= Problem =
Can you put everything from the line containing "I bet you can find the bed post here." down to the line containing "300;109;313;121" into a numbered list, skipping blank lines and including both of those lines?

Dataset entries
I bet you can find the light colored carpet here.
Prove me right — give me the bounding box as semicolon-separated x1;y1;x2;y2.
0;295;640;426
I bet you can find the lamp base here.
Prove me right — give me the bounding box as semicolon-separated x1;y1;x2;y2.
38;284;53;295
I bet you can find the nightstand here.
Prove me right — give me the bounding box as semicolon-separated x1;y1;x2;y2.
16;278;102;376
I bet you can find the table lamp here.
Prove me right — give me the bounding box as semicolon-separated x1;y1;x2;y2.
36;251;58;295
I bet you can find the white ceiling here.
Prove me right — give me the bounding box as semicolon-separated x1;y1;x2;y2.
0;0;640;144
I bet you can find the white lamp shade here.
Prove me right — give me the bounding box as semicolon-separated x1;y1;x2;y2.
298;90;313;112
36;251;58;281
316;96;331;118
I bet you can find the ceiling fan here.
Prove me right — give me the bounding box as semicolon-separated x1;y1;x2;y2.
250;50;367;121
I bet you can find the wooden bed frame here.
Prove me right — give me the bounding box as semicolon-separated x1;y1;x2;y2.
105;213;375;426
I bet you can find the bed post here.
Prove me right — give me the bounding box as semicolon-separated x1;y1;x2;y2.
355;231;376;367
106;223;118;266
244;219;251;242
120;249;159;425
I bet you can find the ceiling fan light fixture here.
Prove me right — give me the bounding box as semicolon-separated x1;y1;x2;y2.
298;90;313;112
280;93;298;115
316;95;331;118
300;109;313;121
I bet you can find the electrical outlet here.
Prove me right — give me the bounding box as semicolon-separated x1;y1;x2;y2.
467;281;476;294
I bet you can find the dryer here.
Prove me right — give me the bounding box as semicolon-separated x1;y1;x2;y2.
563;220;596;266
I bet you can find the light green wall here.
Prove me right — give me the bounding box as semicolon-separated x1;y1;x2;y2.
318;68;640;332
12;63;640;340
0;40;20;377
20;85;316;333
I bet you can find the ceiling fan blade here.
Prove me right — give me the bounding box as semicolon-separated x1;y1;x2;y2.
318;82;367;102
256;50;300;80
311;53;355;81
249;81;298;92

= Result =
1. I bet you can find the bed post here.
2. Prove me right — give me the bounding box as semicolon-separated x1;y1;x2;y2.
3. 355;231;376;367
4. 106;223;118;266
5. 244;219;251;242
6. 120;249;159;425
7. I bet you can find the ceiling fan light fixture here.
8. Prove me right — give me the bounding box as semicolon-separated x1;y1;x2;y2.
9. 298;90;313;112
10. 280;93;298;115
11. 316;95;331;118
12. 300;109;313;121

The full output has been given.